## What is needed
Write out the whole listing, matching it exactly.

## Collected data
==============================

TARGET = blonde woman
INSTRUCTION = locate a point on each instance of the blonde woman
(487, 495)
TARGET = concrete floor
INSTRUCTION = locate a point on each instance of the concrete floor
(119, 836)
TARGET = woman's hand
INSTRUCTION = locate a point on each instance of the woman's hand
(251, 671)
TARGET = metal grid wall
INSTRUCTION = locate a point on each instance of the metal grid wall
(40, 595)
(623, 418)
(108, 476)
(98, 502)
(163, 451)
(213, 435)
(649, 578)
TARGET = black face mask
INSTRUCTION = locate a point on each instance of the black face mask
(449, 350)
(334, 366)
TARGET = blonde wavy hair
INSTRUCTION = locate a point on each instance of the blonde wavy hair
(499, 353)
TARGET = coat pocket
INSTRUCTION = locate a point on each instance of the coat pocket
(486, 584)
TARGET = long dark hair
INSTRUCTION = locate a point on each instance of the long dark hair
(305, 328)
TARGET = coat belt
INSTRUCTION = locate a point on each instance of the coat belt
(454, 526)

==============================

## Task result
TARGET = blonde woman
INSTRUCTION = locate a point on each instance of the blonde woman
(487, 495)
TARGET = concrete floor
INSTRUCTION = locate a point on each instance of the concrete floor
(119, 836)
TARGET = woman's hand
INSTRUCTION = locate a point on each instance of the woman's hand
(251, 671)
TARGET = metal grid wall
INSTRUCTION = locate a point on each instance of the metal grid wall
(40, 595)
(623, 418)
(108, 476)
(98, 502)
(163, 451)
(213, 435)
(649, 578)
TARGET = black face mask
INSTRUCTION = locate a point on each instance of the black face mask
(449, 350)
(334, 366)
TARGET = blonde wavy hair
INSTRUCTION = locate a point on each instance of the blonde wavy hair
(499, 353)
TARGET = coat pocket
INSTRUCTION = locate a point on each instance of the coat pocket
(486, 584)
TARGET = long dark hair
INSTRUCTION = locate a point on each instance of the long dark hair
(305, 328)
TARGET = coat belt
INSTRUCTION = locate a point on each instance of the coat belt
(454, 526)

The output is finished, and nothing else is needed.